## Begin Records for the task

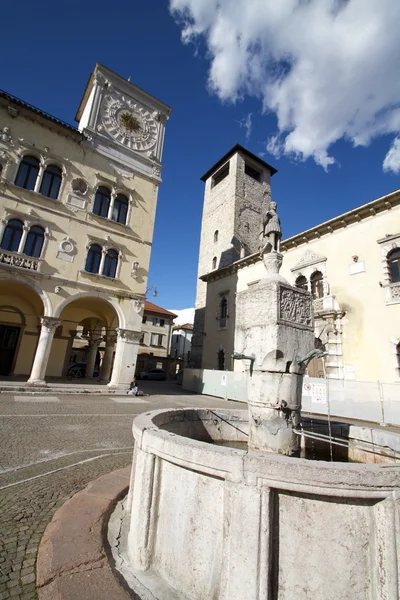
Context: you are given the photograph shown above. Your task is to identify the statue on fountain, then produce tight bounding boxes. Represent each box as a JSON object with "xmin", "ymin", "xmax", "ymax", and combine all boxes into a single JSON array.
[{"xmin": 260, "ymin": 202, "xmax": 282, "ymax": 255}]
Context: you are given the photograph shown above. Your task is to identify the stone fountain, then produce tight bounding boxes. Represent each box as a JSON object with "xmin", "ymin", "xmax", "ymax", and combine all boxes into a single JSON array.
[{"xmin": 109, "ymin": 207, "xmax": 400, "ymax": 600}]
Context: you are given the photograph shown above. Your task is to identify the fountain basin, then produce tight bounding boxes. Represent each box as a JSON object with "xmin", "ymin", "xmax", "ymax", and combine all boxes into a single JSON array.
[{"xmin": 113, "ymin": 409, "xmax": 400, "ymax": 600}]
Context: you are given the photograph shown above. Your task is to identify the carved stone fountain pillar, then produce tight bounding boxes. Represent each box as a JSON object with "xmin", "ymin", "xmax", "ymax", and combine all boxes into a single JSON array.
[
  {"xmin": 27, "ymin": 317, "xmax": 61, "ymax": 385},
  {"xmin": 108, "ymin": 329, "xmax": 142, "ymax": 390},
  {"xmin": 235, "ymin": 251, "xmax": 314, "ymax": 455},
  {"xmin": 100, "ymin": 335, "xmax": 116, "ymax": 382}
]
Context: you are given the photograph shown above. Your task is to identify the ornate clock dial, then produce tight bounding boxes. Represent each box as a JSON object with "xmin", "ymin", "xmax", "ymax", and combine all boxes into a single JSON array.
[{"xmin": 102, "ymin": 95, "xmax": 157, "ymax": 151}]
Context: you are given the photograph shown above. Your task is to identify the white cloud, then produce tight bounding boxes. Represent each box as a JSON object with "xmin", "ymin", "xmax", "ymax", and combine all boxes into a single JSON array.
[
  {"xmin": 168, "ymin": 308, "xmax": 194, "ymax": 325},
  {"xmin": 237, "ymin": 113, "xmax": 252, "ymax": 142},
  {"xmin": 383, "ymin": 138, "xmax": 400, "ymax": 173},
  {"xmin": 170, "ymin": 0, "xmax": 400, "ymax": 172}
]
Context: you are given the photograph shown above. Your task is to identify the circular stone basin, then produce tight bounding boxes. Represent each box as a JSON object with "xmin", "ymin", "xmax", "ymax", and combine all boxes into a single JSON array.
[{"xmin": 109, "ymin": 409, "xmax": 400, "ymax": 600}]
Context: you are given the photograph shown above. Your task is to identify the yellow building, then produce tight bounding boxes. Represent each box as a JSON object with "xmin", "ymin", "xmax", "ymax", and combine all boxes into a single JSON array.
[
  {"xmin": 0, "ymin": 64, "xmax": 171, "ymax": 388},
  {"xmin": 195, "ymin": 145, "xmax": 400, "ymax": 382},
  {"xmin": 136, "ymin": 300, "xmax": 179, "ymax": 377}
]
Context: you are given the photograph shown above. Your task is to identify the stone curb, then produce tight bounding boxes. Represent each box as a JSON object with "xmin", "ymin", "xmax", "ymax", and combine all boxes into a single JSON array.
[{"xmin": 36, "ymin": 467, "xmax": 132, "ymax": 600}]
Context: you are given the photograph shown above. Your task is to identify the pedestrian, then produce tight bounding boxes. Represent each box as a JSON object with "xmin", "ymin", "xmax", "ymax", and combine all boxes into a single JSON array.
[{"xmin": 127, "ymin": 378, "xmax": 139, "ymax": 396}]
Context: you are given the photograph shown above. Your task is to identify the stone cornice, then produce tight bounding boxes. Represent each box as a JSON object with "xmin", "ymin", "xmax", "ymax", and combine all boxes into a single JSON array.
[
  {"xmin": 199, "ymin": 189, "xmax": 400, "ymax": 283},
  {"xmin": 199, "ymin": 252, "xmax": 261, "ymax": 282},
  {"xmin": 281, "ymin": 190, "xmax": 400, "ymax": 252},
  {"xmin": 0, "ymin": 181, "xmax": 152, "ymax": 246}
]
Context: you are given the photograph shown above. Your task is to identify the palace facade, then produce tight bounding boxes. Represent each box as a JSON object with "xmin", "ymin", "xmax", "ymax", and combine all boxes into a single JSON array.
[{"xmin": 0, "ymin": 64, "xmax": 171, "ymax": 388}]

## End Records for the task

Repeat all the data as it stands, dropping any images it holds.

Full solution:
Context: you are given the photograph shown above. Your task is to identify the statue on fountain, then produce tight bounding boxes. Represent each box as a JSON object with "xmin", "ymin", "xmax", "ymax", and combine all boxes into a single JSON array.
[{"xmin": 260, "ymin": 202, "xmax": 282, "ymax": 255}]
Context: you are given the photograph shown above. Your task is to identify the stone fountain, then produce tight bounding boxes. Represent each box as a JSON object with "xmin", "ymin", "xmax", "ymax", and combine all boxes into a single JSON array.
[{"xmin": 109, "ymin": 207, "xmax": 400, "ymax": 600}]
Context: you are given the photograph shown above. Your task is to identify the fountain basin, then produce tight bounding boxes. Represent each box as a JSON object with "xmin", "ymin", "xmax", "ymax", and combine all boxes into a single JSON array.
[{"xmin": 113, "ymin": 409, "xmax": 400, "ymax": 600}]
Context: you are given the photograph shown above. Your task is to identify the carved stone fountain pillar, then produce tight bounding boxes. Represent each box as a JSON object with "xmin", "ymin", "xmax", "ymax", and combine all boxes into a single JSON array.
[
  {"xmin": 27, "ymin": 317, "xmax": 61, "ymax": 385},
  {"xmin": 108, "ymin": 329, "xmax": 142, "ymax": 390},
  {"xmin": 235, "ymin": 251, "xmax": 314, "ymax": 455},
  {"xmin": 100, "ymin": 335, "xmax": 116, "ymax": 382}
]
Context: you are given the photograph shown above. Your task is to identify the ornate clock dial, then produce tight bounding boxes. Represent each box as a JSON object with "xmin", "ymin", "xmax", "ymax", and combine all boxes into a single JSON array.
[{"xmin": 102, "ymin": 95, "xmax": 157, "ymax": 151}]
Context: you are given the photograph shown above. Your task is to identify the white cloud, then produce tight bounding boxes. Represent each box as a JSON object with "xmin", "ymin", "xmax", "ymax", and combine all boxes into a single JSON array.
[
  {"xmin": 168, "ymin": 308, "xmax": 194, "ymax": 325},
  {"xmin": 237, "ymin": 113, "xmax": 252, "ymax": 142},
  {"xmin": 383, "ymin": 138, "xmax": 400, "ymax": 173},
  {"xmin": 170, "ymin": 0, "xmax": 400, "ymax": 172}
]
Context: you are given the photograph shown above. Your task is to identify the circular stone basin, then produce tight bounding boxes. Represent each box as a JSON object with "xmin", "ymin", "xmax", "ymax", and combine all boxes into a single JSON array.
[{"xmin": 109, "ymin": 409, "xmax": 400, "ymax": 600}]
Context: you are given the photograph shown above. Your task is to identify the yellow building, then produce tight bounding boxes. Represent each box as a JSON object with "xmin", "ymin", "xmax", "ymax", and combine all boxes into a single JSON array.
[
  {"xmin": 0, "ymin": 64, "xmax": 171, "ymax": 388},
  {"xmin": 195, "ymin": 145, "xmax": 400, "ymax": 382},
  {"xmin": 136, "ymin": 300, "xmax": 179, "ymax": 377}
]
Context: you are given the photograph shown above. Your task is to identify the stone curb, then produce tight bounding boxes. Represent each box as a JSON object with "xmin", "ymin", "xmax", "ymax", and combine all boxes into a single JSON array.
[{"xmin": 36, "ymin": 467, "xmax": 132, "ymax": 600}]
Context: you are given the photograph shown above. Your task is to identify the pedestrian, then produce tight bounding boxes. Represent each box as a JSON object with "xmin", "ymin", "xmax", "ymax", and combine all boxes into a single JSON array.
[{"xmin": 127, "ymin": 378, "xmax": 139, "ymax": 396}]
Context: you are given the photograph shown above. Your task is to identify the stone cornice, then produce tight bounding boxes. Represent each box as a JSON object with "xmin", "ymin", "xmax", "ymax", and combine all boxes into a single JSON array.
[
  {"xmin": 199, "ymin": 189, "xmax": 400, "ymax": 283},
  {"xmin": 199, "ymin": 252, "xmax": 261, "ymax": 282},
  {"xmin": 281, "ymin": 190, "xmax": 400, "ymax": 252},
  {"xmin": 0, "ymin": 181, "xmax": 152, "ymax": 246}
]
Context: you are given the photograph shown above. Your task is to identify the palace facade, then produce tight bounding boxes. Represent each box as a JSON object with "xmin", "ymin", "xmax", "ymax", and combine all boxes into a single JSON array.
[{"xmin": 0, "ymin": 64, "xmax": 171, "ymax": 388}]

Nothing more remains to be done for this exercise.